# Exercise
In the recap on designing the mobile user experience, what is Mark Delaney's position at Intergen?

# Reading text
--- --- ---

Twilight Recap: Designing the Mobile User Experience

Mark Delaney, Intergen’s User Experience Design team lead went on a whirlwind tour last week to edify eager attendees on the considerations and opportunities when designing the mobile user experience.

Mobile

The message was simple. More users are accessing the web from more places on more devices than ever before. This means that in every project you do, you must address a mobile strategy. Your strategy will differ depending on what type of project you’re working on, but you do need some kind of strategy for how your website (or your client’s website) functions in the mobile space. Whether you’re designing a site that is mostly static, a content-driven news site, or an interactive web application, it’s best to pursue a well-rounded approach — one that includes a thoughtful look at your mobile website user experience.

 

In this Twilight Presentation Mark talked about:

 

Why care about mobile?

--- --- ---

(Annotation data for picture regions)
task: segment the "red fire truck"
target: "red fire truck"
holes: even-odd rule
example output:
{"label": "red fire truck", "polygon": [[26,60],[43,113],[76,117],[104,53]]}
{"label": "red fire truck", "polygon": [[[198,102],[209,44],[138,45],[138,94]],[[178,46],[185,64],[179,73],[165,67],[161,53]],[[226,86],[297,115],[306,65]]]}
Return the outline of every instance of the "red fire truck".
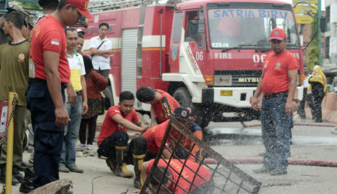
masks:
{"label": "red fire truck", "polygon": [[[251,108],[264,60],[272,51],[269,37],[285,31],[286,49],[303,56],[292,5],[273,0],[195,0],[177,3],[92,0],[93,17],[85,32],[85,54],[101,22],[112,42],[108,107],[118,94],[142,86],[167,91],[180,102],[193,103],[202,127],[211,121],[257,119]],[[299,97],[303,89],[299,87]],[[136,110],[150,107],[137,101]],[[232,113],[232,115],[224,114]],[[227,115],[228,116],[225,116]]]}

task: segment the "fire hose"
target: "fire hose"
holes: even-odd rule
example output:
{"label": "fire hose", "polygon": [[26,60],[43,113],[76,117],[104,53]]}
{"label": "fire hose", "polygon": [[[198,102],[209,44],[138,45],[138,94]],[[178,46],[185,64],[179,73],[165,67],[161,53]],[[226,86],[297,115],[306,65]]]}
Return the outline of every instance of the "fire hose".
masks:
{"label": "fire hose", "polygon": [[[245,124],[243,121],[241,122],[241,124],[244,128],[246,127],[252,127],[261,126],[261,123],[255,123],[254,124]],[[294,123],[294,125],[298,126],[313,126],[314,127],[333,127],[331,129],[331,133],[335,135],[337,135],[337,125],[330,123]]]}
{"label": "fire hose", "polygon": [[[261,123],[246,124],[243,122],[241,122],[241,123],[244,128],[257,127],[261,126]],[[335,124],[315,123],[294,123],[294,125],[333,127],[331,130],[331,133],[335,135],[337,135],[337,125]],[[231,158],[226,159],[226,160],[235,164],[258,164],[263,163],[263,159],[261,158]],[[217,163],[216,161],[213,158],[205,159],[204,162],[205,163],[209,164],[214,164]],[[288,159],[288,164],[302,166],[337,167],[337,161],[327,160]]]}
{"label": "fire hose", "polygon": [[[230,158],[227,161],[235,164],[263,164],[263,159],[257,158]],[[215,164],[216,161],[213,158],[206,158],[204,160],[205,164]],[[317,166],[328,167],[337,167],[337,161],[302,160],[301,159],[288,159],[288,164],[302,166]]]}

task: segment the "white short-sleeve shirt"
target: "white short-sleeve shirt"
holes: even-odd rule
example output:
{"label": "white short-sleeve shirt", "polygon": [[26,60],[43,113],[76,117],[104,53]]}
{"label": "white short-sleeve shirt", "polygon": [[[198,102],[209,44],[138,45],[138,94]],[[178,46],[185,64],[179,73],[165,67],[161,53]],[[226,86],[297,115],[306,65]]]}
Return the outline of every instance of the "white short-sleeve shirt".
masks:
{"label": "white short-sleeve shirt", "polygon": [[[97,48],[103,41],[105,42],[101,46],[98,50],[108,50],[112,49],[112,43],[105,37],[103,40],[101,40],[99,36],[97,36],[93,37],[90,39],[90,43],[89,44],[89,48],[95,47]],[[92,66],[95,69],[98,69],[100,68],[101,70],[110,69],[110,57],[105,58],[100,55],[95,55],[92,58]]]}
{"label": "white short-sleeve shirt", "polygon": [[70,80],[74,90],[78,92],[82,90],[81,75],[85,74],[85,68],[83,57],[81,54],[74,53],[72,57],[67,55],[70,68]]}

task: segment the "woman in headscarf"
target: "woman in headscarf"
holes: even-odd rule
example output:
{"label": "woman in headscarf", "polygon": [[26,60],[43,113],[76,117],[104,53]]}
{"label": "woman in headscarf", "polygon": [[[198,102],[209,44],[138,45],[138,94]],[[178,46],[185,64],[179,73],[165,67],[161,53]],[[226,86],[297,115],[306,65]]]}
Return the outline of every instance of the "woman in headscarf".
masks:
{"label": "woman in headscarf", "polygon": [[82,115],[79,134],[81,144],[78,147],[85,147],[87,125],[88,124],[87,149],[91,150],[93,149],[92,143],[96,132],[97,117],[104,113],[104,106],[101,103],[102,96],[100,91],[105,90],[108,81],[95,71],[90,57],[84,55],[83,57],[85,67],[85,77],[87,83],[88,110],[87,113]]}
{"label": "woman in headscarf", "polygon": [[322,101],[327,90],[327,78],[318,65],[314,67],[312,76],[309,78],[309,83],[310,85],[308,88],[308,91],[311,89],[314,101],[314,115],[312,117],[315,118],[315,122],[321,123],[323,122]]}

--- --- ---

# Task answer
User Experience Design team lead.